**Goal:** Arrange the lines from the one containing "Task: annotate the bare tree trunk" through the end of the entries, inclusive, as a JSON list of strings, one per line, skipping blank lines. Leave the pictures out of the answer.

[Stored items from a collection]
——————————
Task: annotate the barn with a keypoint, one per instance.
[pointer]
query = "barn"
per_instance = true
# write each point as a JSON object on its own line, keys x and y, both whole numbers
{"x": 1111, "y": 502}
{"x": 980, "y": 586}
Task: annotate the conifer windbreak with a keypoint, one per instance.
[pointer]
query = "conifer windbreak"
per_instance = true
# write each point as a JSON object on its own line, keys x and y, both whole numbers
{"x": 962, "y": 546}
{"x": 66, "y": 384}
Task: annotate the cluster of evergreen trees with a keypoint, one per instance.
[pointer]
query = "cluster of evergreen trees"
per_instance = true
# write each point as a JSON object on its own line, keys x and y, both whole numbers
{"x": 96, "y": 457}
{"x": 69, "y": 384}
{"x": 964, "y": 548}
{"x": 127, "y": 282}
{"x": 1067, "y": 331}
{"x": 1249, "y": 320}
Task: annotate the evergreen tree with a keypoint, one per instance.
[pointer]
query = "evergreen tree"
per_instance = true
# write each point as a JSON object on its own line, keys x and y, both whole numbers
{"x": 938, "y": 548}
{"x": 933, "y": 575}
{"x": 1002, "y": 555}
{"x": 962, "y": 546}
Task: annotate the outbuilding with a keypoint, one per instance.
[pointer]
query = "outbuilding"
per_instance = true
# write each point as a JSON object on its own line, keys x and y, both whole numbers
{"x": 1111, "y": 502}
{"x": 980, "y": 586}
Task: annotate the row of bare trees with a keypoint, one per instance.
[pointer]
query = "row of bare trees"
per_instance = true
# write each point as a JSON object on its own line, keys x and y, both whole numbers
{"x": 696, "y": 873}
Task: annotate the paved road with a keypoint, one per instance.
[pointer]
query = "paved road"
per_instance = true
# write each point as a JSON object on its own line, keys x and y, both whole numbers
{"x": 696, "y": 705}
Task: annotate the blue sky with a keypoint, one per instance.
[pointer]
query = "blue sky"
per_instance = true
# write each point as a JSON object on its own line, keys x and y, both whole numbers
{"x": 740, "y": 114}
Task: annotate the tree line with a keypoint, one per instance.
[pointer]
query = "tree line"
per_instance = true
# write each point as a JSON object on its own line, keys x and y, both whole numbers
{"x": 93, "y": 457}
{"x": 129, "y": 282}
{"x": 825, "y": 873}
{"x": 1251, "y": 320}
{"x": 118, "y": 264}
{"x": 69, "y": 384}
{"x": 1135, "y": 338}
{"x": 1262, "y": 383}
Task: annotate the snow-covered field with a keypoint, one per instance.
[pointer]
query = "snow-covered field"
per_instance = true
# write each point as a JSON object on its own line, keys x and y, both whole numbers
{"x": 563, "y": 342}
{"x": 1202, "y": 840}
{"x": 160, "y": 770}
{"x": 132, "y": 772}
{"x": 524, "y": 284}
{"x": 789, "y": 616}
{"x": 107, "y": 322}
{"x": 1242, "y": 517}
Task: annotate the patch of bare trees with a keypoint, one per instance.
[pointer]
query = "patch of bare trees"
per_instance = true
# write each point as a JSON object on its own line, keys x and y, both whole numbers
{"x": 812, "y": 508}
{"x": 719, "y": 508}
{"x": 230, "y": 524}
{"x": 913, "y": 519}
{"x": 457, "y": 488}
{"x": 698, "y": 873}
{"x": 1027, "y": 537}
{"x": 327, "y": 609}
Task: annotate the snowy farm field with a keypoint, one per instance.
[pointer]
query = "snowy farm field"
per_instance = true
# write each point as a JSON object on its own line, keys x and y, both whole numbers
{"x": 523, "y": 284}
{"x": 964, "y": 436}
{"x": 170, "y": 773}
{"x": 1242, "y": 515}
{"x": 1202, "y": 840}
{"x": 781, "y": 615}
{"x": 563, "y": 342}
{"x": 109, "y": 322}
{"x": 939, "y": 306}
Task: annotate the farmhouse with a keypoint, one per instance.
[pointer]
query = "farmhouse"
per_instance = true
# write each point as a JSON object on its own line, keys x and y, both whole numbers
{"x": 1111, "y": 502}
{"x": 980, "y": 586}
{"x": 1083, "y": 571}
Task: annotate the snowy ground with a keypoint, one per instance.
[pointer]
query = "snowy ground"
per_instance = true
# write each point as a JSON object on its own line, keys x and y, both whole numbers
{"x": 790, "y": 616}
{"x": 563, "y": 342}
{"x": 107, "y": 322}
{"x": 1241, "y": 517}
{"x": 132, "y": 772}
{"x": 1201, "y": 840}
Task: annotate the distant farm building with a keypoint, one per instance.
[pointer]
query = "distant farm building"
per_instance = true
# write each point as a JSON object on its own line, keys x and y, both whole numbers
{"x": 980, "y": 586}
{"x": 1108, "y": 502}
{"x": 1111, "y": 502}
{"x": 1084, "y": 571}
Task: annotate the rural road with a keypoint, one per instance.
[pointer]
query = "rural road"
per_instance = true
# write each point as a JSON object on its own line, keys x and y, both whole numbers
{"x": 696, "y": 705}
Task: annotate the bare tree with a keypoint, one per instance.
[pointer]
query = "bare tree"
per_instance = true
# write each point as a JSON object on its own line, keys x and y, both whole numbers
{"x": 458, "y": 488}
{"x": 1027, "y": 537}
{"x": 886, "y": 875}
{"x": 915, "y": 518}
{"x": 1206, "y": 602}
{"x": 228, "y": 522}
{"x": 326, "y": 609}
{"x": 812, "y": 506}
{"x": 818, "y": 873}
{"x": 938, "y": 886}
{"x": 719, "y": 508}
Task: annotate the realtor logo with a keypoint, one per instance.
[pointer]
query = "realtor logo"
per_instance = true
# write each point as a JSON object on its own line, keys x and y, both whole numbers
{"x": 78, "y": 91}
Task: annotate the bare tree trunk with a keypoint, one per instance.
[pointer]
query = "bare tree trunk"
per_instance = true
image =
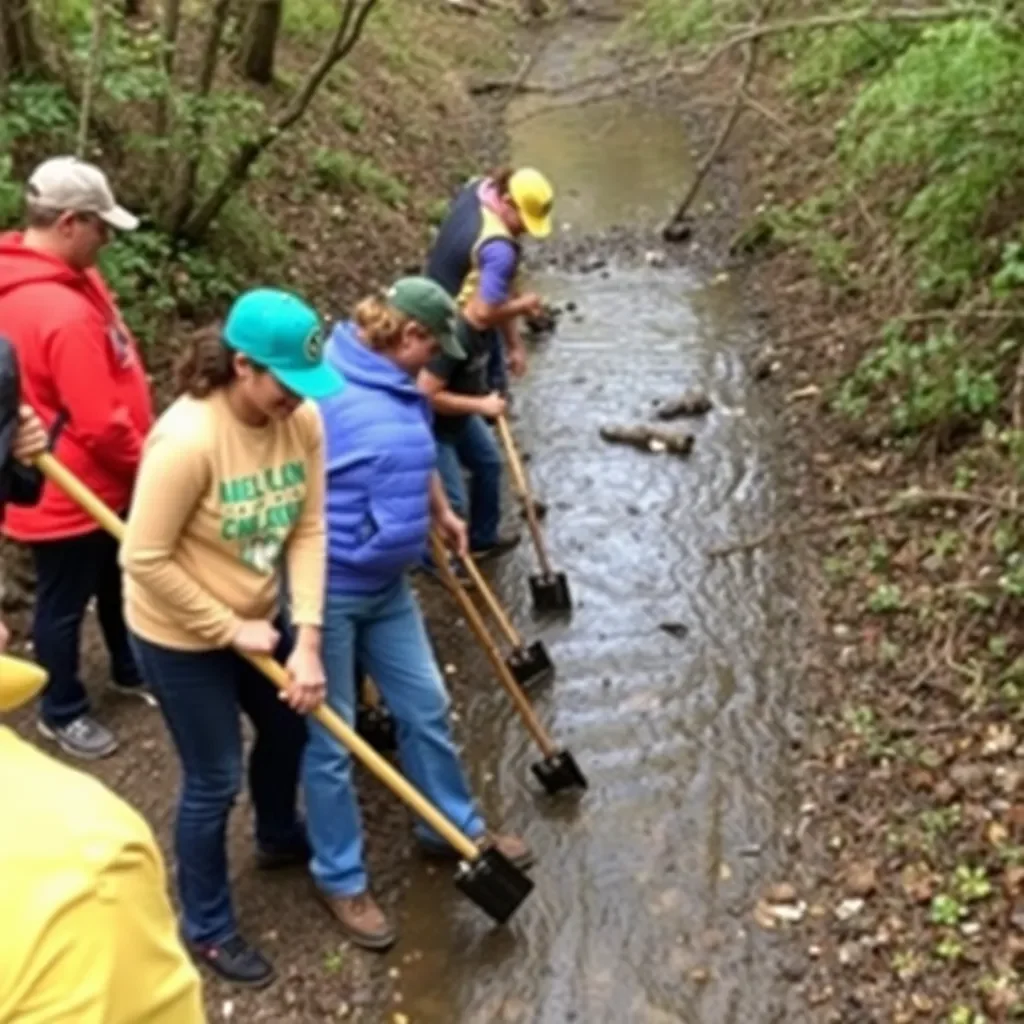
——————————
**Exercise answer:**
[
  "Task: annotate the bare tree trunk with a keypoint, one per instance.",
  "[pointer]",
  "query = \"bare tree trunk\"",
  "per_instance = true",
  "image ="
]